* Exercise objective: Count the lines in the listing below that contain the word "blue", and reply with the number only.
>> start
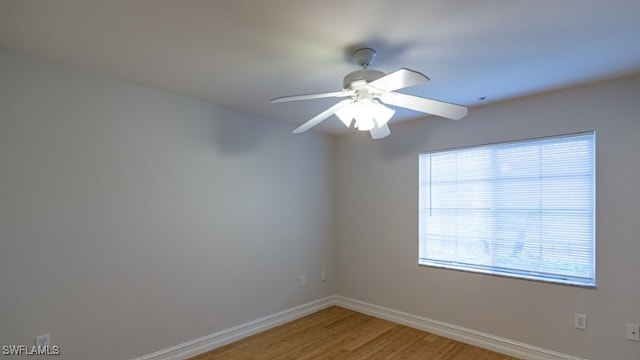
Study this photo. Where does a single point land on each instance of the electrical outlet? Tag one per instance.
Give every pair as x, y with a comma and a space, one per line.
633, 332
43, 340
580, 321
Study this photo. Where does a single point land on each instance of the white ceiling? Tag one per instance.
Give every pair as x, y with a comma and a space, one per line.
242, 53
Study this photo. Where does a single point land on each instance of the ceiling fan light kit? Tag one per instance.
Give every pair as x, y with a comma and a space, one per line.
367, 90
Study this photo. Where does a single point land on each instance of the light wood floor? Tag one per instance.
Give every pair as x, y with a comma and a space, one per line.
340, 334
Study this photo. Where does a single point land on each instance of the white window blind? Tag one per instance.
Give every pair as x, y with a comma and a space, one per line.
522, 209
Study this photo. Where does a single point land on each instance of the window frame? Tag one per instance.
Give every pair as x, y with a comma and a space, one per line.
586, 281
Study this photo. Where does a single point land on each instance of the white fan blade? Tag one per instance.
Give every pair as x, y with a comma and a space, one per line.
429, 106
399, 79
380, 132
323, 115
311, 96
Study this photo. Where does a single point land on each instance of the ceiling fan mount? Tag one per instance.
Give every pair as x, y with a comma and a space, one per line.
367, 89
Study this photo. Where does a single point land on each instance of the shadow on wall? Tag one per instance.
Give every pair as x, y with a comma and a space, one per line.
237, 133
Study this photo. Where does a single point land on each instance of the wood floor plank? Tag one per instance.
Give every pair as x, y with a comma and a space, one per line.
340, 334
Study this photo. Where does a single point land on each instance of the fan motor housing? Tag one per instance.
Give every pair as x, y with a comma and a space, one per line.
359, 78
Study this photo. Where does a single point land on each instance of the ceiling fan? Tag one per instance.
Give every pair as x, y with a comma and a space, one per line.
366, 90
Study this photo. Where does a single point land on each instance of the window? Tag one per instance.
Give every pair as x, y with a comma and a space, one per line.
523, 209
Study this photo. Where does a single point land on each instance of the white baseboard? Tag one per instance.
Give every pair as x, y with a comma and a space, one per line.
227, 336
477, 338
468, 336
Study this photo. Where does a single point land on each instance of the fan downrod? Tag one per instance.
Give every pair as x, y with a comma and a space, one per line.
364, 56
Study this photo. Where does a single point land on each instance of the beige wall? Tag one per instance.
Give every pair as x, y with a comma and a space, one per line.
376, 224
133, 220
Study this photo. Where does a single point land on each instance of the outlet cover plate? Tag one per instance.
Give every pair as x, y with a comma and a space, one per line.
580, 321
633, 332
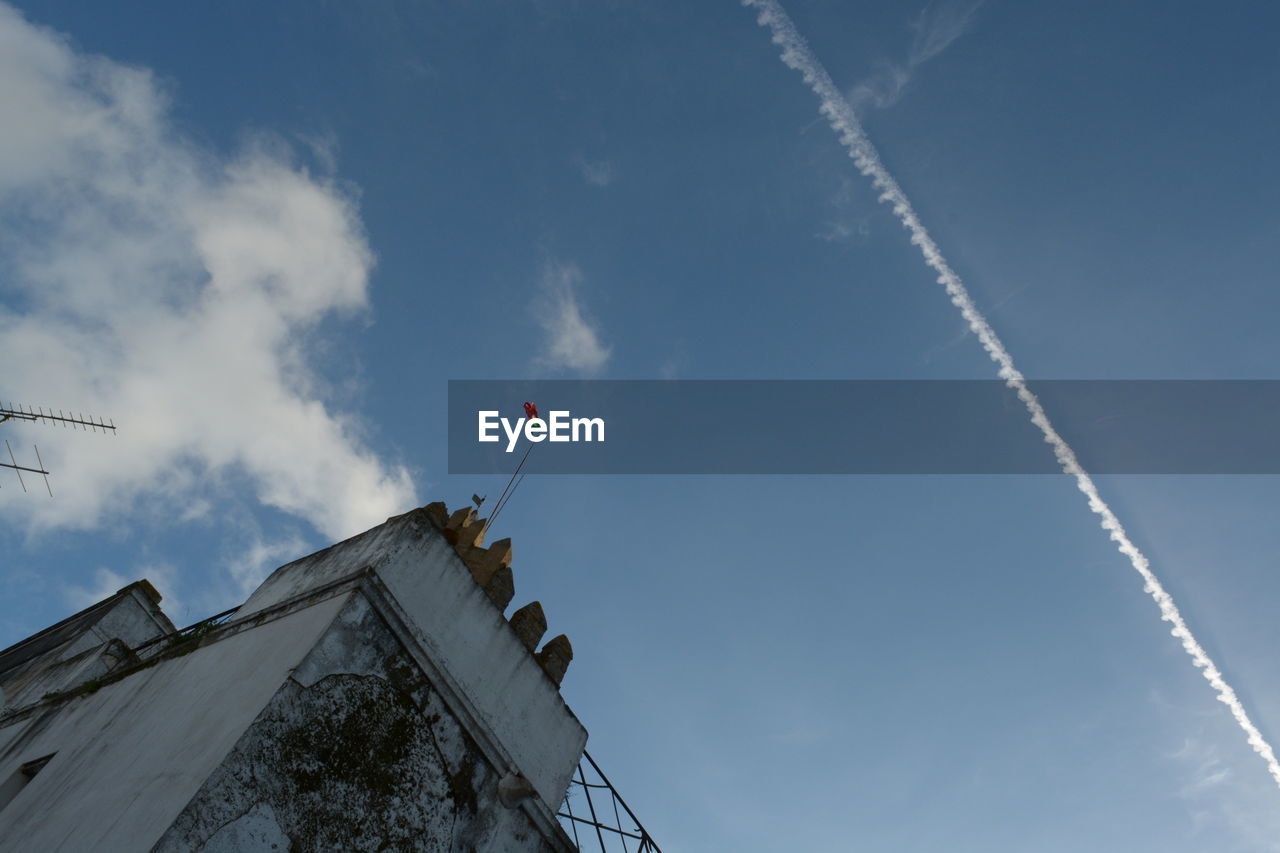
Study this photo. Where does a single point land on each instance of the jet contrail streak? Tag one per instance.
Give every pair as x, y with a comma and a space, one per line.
798, 55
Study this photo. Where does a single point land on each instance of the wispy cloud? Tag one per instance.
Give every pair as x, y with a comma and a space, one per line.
935, 28
598, 173
796, 54
571, 341
177, 291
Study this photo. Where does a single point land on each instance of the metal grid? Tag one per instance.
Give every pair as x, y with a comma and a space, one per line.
602, 819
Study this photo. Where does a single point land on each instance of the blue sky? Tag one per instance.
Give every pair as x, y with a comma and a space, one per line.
264, 238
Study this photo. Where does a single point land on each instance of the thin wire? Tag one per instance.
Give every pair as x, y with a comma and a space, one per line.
508, 491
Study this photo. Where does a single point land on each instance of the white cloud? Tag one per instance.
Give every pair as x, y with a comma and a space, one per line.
572, 341
260, 557
177, 291
598, 173
935, 28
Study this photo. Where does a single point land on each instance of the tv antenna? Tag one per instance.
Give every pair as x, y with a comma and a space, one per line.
37, 415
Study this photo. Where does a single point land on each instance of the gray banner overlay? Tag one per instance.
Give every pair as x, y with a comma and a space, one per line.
873, 427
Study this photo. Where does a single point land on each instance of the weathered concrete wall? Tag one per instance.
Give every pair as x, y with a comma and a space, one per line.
356, 752
82, 647
131, 755
464, 633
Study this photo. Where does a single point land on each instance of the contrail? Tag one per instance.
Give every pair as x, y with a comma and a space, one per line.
798, 55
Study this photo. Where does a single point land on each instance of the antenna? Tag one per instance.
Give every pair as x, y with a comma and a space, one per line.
71, 419
19, 469
37, 415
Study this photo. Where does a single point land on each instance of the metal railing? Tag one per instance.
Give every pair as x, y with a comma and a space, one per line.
606, 822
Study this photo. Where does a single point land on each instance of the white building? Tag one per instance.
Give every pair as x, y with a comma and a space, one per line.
369, 697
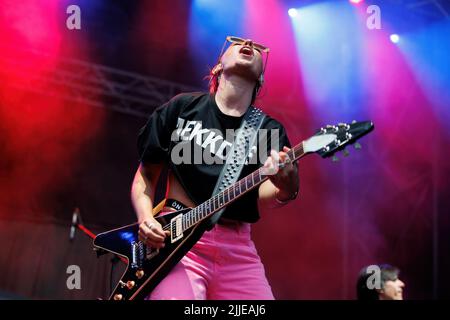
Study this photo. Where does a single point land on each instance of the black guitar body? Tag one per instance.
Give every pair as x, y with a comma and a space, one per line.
146, 267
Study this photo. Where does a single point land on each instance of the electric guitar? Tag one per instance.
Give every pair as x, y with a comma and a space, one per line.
147, 267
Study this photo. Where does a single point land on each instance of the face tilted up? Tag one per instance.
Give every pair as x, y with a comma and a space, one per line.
244, 60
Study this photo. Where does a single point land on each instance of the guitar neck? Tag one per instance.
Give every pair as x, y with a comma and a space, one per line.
230, 194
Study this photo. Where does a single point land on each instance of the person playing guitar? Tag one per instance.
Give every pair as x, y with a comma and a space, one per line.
190, 135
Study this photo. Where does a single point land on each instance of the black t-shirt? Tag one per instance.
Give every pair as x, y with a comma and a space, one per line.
189, 133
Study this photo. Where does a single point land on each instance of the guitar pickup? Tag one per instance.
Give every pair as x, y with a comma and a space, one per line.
176, 228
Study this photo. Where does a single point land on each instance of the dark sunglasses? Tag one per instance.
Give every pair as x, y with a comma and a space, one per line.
240, 41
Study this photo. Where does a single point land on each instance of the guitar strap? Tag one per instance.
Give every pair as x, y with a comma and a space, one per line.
243, 143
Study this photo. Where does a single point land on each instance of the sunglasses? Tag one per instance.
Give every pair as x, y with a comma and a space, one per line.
240, 41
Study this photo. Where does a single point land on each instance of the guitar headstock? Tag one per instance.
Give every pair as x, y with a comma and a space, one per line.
330, 139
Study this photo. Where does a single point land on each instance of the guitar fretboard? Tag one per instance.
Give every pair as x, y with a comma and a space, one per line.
233, 192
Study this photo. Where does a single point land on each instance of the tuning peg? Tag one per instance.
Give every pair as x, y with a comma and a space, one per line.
345, 152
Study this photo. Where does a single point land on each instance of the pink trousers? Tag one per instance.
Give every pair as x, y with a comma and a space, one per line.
223, 265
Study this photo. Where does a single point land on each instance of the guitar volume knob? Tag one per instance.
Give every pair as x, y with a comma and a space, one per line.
130, 284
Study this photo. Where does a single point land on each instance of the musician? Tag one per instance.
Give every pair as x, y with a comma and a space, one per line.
390, 286
224, 263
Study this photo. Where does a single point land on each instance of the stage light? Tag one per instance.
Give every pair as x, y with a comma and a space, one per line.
293, 12
395, 38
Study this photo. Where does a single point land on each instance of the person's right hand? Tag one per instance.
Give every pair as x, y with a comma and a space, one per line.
152, 234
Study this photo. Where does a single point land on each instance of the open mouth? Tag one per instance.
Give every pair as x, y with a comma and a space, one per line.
246, 51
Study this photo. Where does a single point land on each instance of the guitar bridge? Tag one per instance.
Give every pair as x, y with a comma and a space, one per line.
176, 228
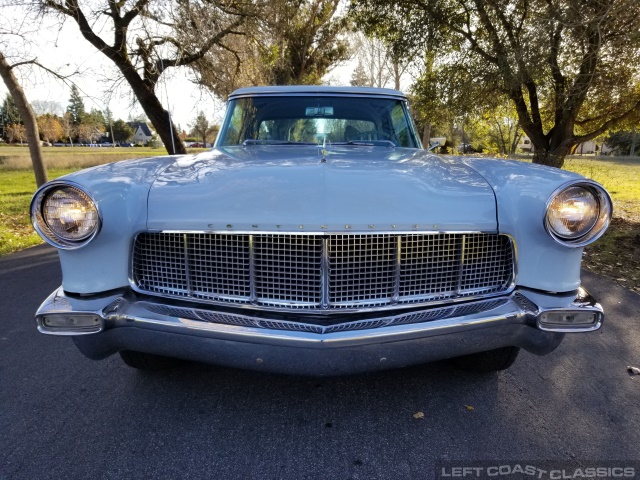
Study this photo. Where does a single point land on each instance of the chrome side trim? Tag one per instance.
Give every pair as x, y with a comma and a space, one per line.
584, 302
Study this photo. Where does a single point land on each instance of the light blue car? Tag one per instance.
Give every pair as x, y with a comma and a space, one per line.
318, 237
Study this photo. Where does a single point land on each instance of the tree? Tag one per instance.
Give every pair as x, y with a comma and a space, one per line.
290, 42
121, 131
567, 65
49, 127
10, 113
68, 128
92, 127
200, 128
42, 107
359, 76
150, 36
16, 132
75, 108
28, 117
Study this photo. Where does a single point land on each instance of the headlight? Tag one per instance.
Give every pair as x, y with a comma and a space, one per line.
65, 215
578, 214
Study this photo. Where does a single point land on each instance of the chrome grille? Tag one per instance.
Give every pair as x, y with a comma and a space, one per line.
322, 271
287, 268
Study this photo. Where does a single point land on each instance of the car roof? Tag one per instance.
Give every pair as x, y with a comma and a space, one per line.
316, 90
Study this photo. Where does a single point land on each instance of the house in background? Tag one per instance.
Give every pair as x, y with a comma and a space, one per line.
143, 133
589, 147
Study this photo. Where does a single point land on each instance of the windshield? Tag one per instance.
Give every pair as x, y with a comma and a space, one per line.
317, 120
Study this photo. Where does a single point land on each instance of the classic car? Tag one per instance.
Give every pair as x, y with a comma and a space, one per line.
317, 237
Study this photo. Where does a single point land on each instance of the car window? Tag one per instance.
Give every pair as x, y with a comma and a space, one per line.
316, 120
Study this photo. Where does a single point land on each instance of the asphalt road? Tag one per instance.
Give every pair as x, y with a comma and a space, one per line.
63, 416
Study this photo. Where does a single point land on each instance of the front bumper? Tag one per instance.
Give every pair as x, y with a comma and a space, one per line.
103, 325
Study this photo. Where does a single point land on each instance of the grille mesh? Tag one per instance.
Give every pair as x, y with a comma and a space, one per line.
321, 271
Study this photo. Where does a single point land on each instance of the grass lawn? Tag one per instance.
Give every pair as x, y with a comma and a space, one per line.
616, 255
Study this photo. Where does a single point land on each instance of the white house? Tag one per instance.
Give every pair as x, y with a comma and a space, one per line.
587, 148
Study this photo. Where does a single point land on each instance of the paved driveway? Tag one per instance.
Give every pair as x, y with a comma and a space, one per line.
64, 416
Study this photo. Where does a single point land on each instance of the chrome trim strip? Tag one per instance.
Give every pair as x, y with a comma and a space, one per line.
350, 230
185, 246
253, 297
324, 275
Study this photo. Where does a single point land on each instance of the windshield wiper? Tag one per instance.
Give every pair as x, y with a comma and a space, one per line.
368, 143
251, 141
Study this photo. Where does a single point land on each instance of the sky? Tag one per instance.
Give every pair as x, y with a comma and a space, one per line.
61, 47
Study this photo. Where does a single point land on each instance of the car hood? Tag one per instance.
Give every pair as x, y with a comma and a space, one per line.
295, 188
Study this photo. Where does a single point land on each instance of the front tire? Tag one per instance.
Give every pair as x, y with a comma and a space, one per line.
490, 361
148, 361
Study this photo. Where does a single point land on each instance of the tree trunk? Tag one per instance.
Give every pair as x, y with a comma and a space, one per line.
426, 135
156, 113
28, 117
550, 157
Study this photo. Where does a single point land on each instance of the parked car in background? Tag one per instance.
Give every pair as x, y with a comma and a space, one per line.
318, 237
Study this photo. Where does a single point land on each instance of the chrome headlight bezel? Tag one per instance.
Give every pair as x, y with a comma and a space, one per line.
605, 211
41, 226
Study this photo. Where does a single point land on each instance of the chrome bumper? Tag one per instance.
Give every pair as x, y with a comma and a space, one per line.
103, 325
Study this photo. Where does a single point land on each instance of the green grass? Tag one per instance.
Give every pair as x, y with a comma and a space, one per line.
619, 175
16, 190
14, 158
17, 183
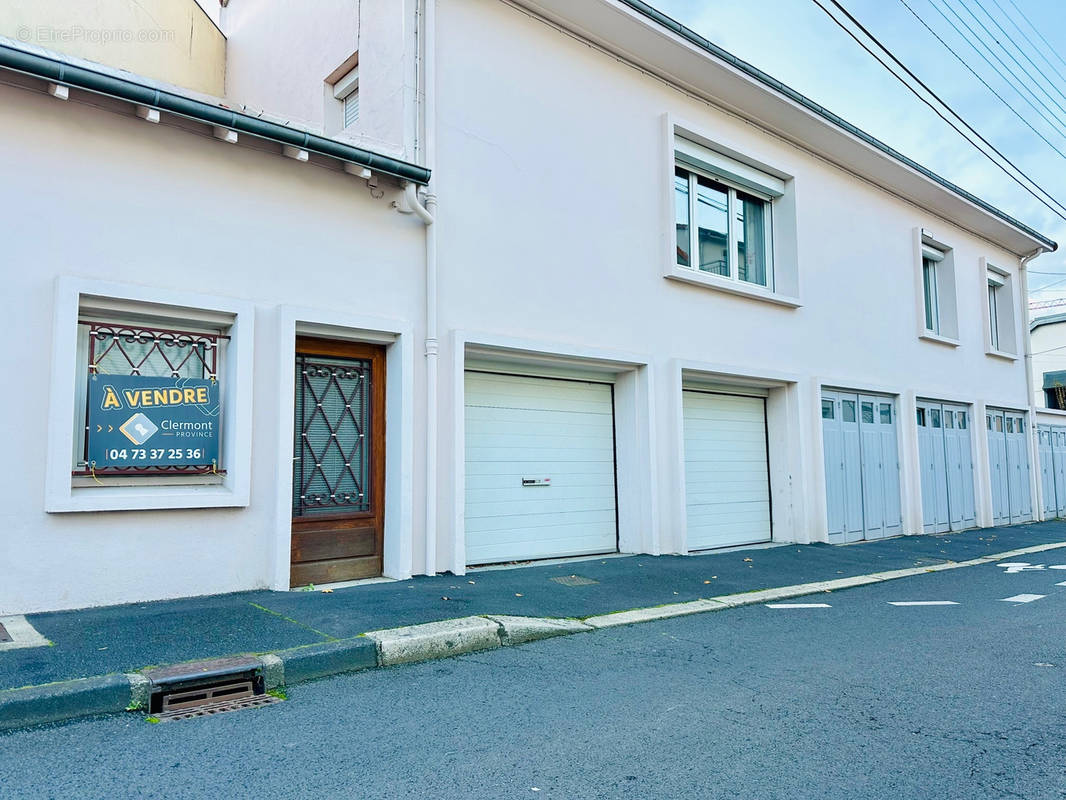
>> end
* Result of the exercise: 2